**EXERCISE DIRECTIONS:**
Retype the listing exactly, minus its pictures.

**SOURCE DATA:**
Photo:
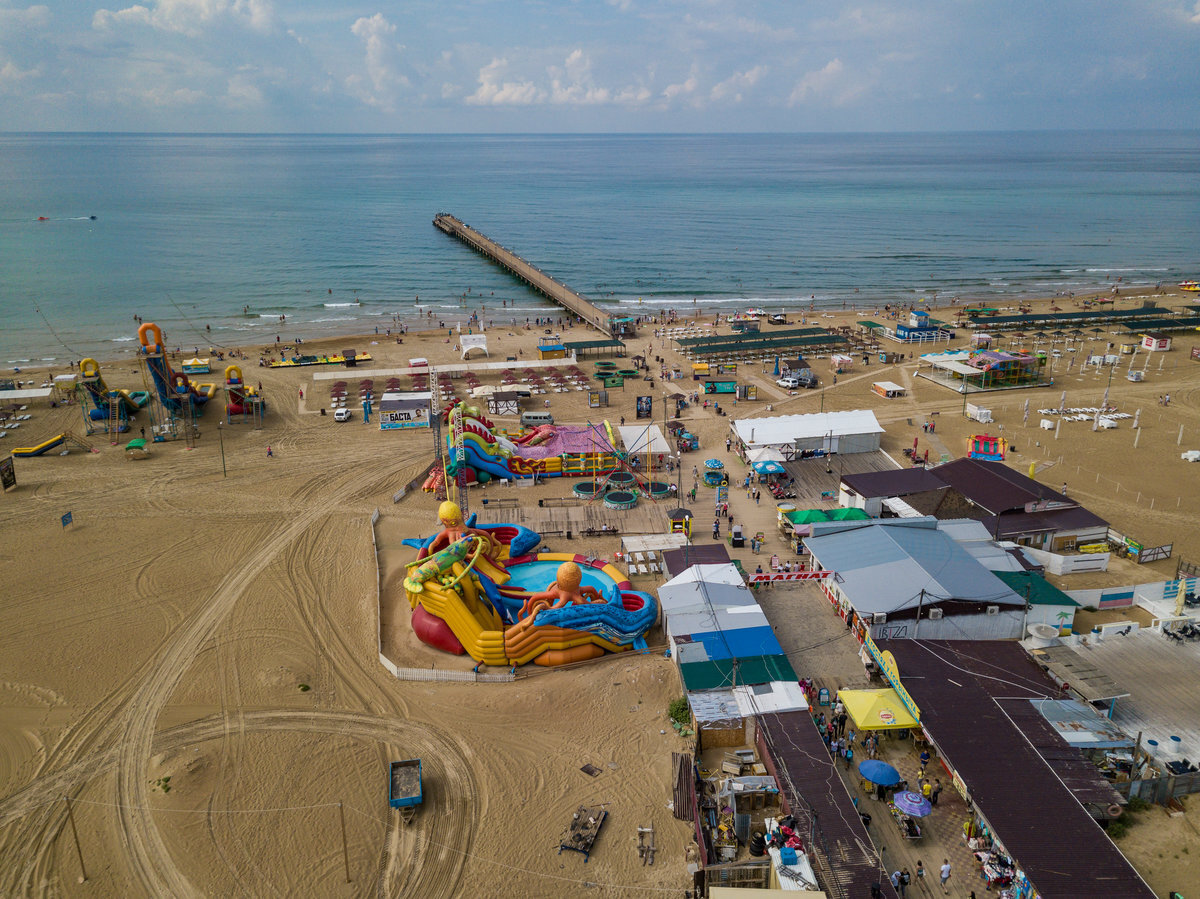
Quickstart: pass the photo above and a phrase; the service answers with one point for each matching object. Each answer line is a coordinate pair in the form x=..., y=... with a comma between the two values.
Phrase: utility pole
x=76, y=834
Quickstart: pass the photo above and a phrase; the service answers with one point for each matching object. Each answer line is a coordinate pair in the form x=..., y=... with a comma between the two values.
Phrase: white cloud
x=382, y=54
x=732, y=87
x=29, y=17
x=571, y=83
x=243, y=93
x=682, y=89
x=832, y=84
x=12, y=76
x=493, y=90
x=189, y=17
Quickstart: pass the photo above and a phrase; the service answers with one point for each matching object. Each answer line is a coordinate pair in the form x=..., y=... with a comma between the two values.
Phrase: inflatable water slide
x=129, y=401
x=169, y=384
x=238, y=391
x=489, y=595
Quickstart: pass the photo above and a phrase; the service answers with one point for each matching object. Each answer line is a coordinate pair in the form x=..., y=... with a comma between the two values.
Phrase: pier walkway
x=531, y=274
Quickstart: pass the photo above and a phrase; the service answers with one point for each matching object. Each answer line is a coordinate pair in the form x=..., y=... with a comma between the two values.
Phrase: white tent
x=765, y=454
x=636, y=437
x=473, y=341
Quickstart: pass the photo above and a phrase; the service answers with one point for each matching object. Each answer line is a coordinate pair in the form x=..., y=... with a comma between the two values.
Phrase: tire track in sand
x=149, y=857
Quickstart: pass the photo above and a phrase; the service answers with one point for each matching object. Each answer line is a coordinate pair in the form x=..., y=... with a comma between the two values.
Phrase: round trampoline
x=621, y=499
x=622, y=480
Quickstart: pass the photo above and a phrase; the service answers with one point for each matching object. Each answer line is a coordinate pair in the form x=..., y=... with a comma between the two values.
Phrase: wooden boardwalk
x=646, y=517
x=531, y=274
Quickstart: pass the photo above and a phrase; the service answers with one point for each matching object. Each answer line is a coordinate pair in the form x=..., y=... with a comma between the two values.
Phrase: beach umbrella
x=911, y=803
x=879, y=772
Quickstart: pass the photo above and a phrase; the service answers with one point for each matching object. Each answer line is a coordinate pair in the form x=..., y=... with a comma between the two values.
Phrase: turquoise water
x=537, y=576
x=215, y=238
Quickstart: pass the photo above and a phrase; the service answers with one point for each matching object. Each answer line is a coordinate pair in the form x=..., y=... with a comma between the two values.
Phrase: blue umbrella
x=911, y=803
x=879, y=772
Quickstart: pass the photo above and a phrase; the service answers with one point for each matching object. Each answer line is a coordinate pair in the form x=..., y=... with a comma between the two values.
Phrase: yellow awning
x=876, y=709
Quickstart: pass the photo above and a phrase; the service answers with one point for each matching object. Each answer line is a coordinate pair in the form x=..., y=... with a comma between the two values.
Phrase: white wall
x=1003, y=625
x=1059, y=564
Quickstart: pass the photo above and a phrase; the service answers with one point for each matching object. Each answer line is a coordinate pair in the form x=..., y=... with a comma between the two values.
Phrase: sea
x=232, y=240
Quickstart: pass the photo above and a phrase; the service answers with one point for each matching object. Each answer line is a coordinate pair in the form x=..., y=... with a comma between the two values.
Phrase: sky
x=562, y=66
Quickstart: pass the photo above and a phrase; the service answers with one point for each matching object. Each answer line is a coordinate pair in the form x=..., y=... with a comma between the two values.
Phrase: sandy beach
x=193, y=661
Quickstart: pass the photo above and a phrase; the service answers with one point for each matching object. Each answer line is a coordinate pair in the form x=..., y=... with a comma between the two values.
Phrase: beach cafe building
x=981, y=370
x=903, y=579
x=405, y=409
x=793, y=436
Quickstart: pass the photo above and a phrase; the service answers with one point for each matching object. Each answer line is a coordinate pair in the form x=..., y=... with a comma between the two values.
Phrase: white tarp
x=473, y=341
x=785, y=430
x=636, y=437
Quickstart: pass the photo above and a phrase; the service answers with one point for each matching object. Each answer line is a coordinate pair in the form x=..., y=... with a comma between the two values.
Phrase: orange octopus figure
x=567, y=589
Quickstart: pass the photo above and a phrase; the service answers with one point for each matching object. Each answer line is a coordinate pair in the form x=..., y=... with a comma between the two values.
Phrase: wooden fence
x=1161, y=790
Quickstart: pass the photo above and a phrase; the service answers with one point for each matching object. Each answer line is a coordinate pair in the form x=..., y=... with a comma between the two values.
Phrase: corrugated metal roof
x=798, y=760
x=1043, y=826
x=679, y=561
x=726, y=672
x=895, y=483
x=883, y=568
x=726, y=643
x=714, y=707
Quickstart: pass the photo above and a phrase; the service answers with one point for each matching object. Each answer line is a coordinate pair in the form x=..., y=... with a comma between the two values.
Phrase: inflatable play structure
x=483, y=591
x=987, y=447
x=241, y=395
x=93, y=382
x=546, y=451
x=174, y=388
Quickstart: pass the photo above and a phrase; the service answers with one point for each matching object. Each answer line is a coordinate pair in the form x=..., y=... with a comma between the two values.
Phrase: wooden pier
x=531, y=274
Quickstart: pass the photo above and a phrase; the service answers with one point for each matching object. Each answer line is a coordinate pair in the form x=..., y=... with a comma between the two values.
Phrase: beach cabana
x=876, y=709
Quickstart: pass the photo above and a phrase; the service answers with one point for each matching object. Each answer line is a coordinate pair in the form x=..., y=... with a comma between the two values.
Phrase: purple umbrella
x=911, y=803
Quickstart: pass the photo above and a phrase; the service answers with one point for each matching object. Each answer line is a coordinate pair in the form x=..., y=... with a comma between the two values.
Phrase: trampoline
x=622, y=480
x=621, y=499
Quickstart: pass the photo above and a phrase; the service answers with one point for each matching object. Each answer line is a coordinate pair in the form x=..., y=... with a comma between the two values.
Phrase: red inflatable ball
x=433, y=631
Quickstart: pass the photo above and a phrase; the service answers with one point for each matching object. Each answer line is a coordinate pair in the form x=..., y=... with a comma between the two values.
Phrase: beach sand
x=154, y=651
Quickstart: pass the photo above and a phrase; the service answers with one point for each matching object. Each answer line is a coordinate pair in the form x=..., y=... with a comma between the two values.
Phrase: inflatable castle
x=486, y=593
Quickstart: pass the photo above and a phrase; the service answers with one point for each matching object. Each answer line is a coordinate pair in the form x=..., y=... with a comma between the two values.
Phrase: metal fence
x=1161, y=790
x=480, y=677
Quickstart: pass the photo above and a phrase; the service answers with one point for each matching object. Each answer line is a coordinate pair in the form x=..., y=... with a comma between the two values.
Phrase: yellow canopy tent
x=876, y=709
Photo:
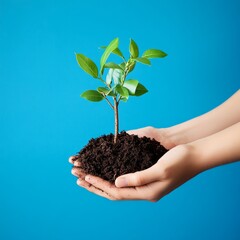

**EXERCISE SOLUTION:**
Photo:
Quickstart: pass the photo above and a phrase; the service answers with one point for each matching object. Each answer line is a coordinate pair in the form x=..., y=... with a comma between the two values.
Phrase: utility pole
x=76, y=834
Quickstart: pass the photo above and a phrase; the service answers with one point for each matching object. Each answer line is a coordinate pair in the form x=..., y=... with a comma between the two values.
Phrase: white cloud
x=382, y=54
x=732, y=87
x=29, y=17
x=571, y=83
x=243, y=93
x=682, y=89
x=832, y=84
x=12, y=76
x=493, y=90
x=189, y=17
Quickstart: pass the photo above and a phrase; the service answers with one point for each matching object. Each answer line is a coordinate pair in the form x=..., y=... with a comma between the two values.
Phrase: inflatable water slide
x=129, y=401
x=169, y=384
x=238, y=391
x=489, y=595
Quickstart: pass the photo above and a phrase; the service answers with one point for each matching object. Each answer line is a coordinate pair in the form x=..., y=... with a comma between the two values.
Phrase: pier walkway
x=531, y=274
Quickstart: pass the photo above and a phrase; the service answers with one point for each matching object. Each answer line is a coordinate pair in the form x=..., y=... with a comma between the two values.
Phrase: white tent
x=765, y=454
x=636, y=437
x=473, y=341
Quickstart: pass the photo above and a phrase; the service answers with one point for each matching object. Each answer line is a coordinate pair in the form x=..., y=... with a comma between the two values.
Phrase: tire track in sand
x=149, y=857
Quickstart: pass the photo above and a phrase; the service answers with one point for each matching object. Each answer line is a coordinate pair in the form x=..., y=... with a comma between the two values.
Phrase: round trampoline
x=621, y=499
x=622, y=480
Quickstart: pass the photo above and a phrase; the service answers with one point for each matching object. Each answer line is a coordinate pair in the form x=..., y=... with a comma between the two values.
Phrase: wooden boardwalk
x=646, y=517
x=531, y=274
Quickstart: pass the photo above and a phrase; the service answers with one point for each matching object. Each answer line is a coordinate pair in the form x=..., y=... with a comma between the two values.
Phrase: beach umbrella
x=911, y=803
x=879, y=772
Quickstart: pass the photo above and a phrase; the service answers with one point for each matching object. Each answer line is a coordinate pair in the form x=..., y=... with a comma between the two values.
Phrase: turquoise water
x=537, y=576
x=215, y=238
Quickstart: pass the photo above and a phrase; the service answers with one point for each matching object. Each answer line is a coordinate pair in the form x=..., y=... with a comma between the two values.
Phrase: blue umbrella
x=911, y=803
x=879, y=772
Quickstart: pass the photo above and a phrase; the service answers with one point for each matching object. Each answer line is a coordinate pair in the form x=..., y=... with a comma between the two values.
Phrase: yellow awning
x=876, y=709
Quickstart: pass the photo above and a phrase; the service answers with one point for each matching object. Each answer line is a coordinate pair in the form x=..., y=... with a comma between the two values.
Phrase: white wall
x=1003, y=625
x=1059, y=564
Quickstart: pass the photo above and a phrase; the service answers with one point for each matching object. Each answer line is a coordinate pair in the form x=..., y=... with a comma between the two values.
Phrase: sea
x=232, y=240
Quickstart: pass the photo above and a phrase; the service answers with one point for each matching object. Each answer line is a coordinate pair in the form x=..., y=... with a comma between the two values.
Phrase: sky
x=562, y=66
Quickstart: pass the photo above and a phrase; the service answers with one point for each matching object. Each answer line is a coordinate pair in the form x=..., y=... with a comma between the two values.
Phrase: sandy beach
x=193, y=661
Quickstart: pass the photo above and a phrase; the service answers with one point for each matching object. Each answer line is a coordinate pair in the form x=..., y=... with a comma between the two values.
Phrase: beach cafe building
x=981, y=370
x=903, y=579
x=405, y=409
x=793, y=436
Quickstart: pass the photo above and a phrase; the service answers with one point for each matching object. Each answer line is a coordinate pair in the form x=..., y=... with a comma between the two values.
Phrase: white tarp
x=473, y=341
x=785, y=430
x=636, y=437
Quickstart: pass the photo above and a phrase; the service answers with one point for each matching object. Each answer line is a coordinate pair in the form x=..., y=... with a comma between the two values.
Phrase: orange octopus figure
x=567, y=589
Quickstart: pass the photo above and a phrase; the service answers with one point for each matching object. Each answer line is a coordinate pair in the form x=..., y=... with a comma between the two values.
Phrase: wooden fence
x=1161, y=790
Quickstart: pass the photo above and a phrase; the service answers with one point for each matching object. Each answer line is a coordinate pair in the form x=..., y=... with a comma between the two values.
Phrase: corrugated metal roof
x=798, y=760
x=1043, y=826
x=679, y=561
x=726, y=672
x=895, y=483
x=883, y=568
x=726, y=643
x=714, y=707
Quickstart: pass the photo above and a phrase; the service answers with one point for each matching object. Each answer line is a coordinate pair in the form x=..., y=... with a comma between the two values.
Phrase: inflatable play structure
x=483, y=591
x=987, y=447
x=241, y=395
x=93, y=382
x=546, y=451
x=174, y=388
Quickstart: pass the photo above and a phrase; the service answers with one point for each matching object. Each answer line is a coordinate pair in the form x=..., y=... with a comma between the two values.
Phrase: wooden pier
x=531, y=274
Quickstart: pass the photo above and a phrase; the service answers with one point for each matching object. Each answer line is a coordinate pair in the form x=..., y=... with a comma between the two values.
Phrase: beach cabana
x=876, y=709
Quickstart: pass the photo above and a phrase; the service answers with one point for each matching object. Each answer line is a coordinate pair in the form x=..., y=... with a comma between the two values.
Phrase: purple umbrella
x=911, y=803
Quickstart: pass the photo above and a phrase; the service answers with one point for each matching object. Each answer line is a coordinate pair in the form x=..., y=... with a comma between the two values.
Phrase: trampoline
x=622, y=480
x=621, y=499
Quickstart: pass the photo above and a phrase; the service answers with one point for each matching object. Each answer line is a coordinate pair in the form x=..., y=... with a comma between the two values.
Phrase: red inflatable ball
x=433, y=631
Quickstart: pass the photo above and a phrase; the service answers with one point for each matching object. Each answer line is a coordinate pair in the form x=..., y=... with a comma between the two values.
Phrase: beach sand
x=154, y=651
Quickstart: pass the photo above and a phrase; the service answers with one point for each matching object. Each answer line is a coordinate pair in the form x=..., y=... with a comma between the two values.
Phrase: inflatable castle
x=486, y=593
Quickstart: pass the photo above and a phrase; the service answers with one point for each matching object. Each answer line is a coordinate pair in the form x=..., y=... with a comma between the two values.
Phrase: metal fence
x=1161, y=790
x=480, y=677
Quickstart: pass the photo above and a phrase; the service answers with one point for each matching object. Each answer line is a coordinate pair in the form x=..., y=... with a comma between the two values.
Phrase: yellow canopy tent
x=876, y=709
Photo:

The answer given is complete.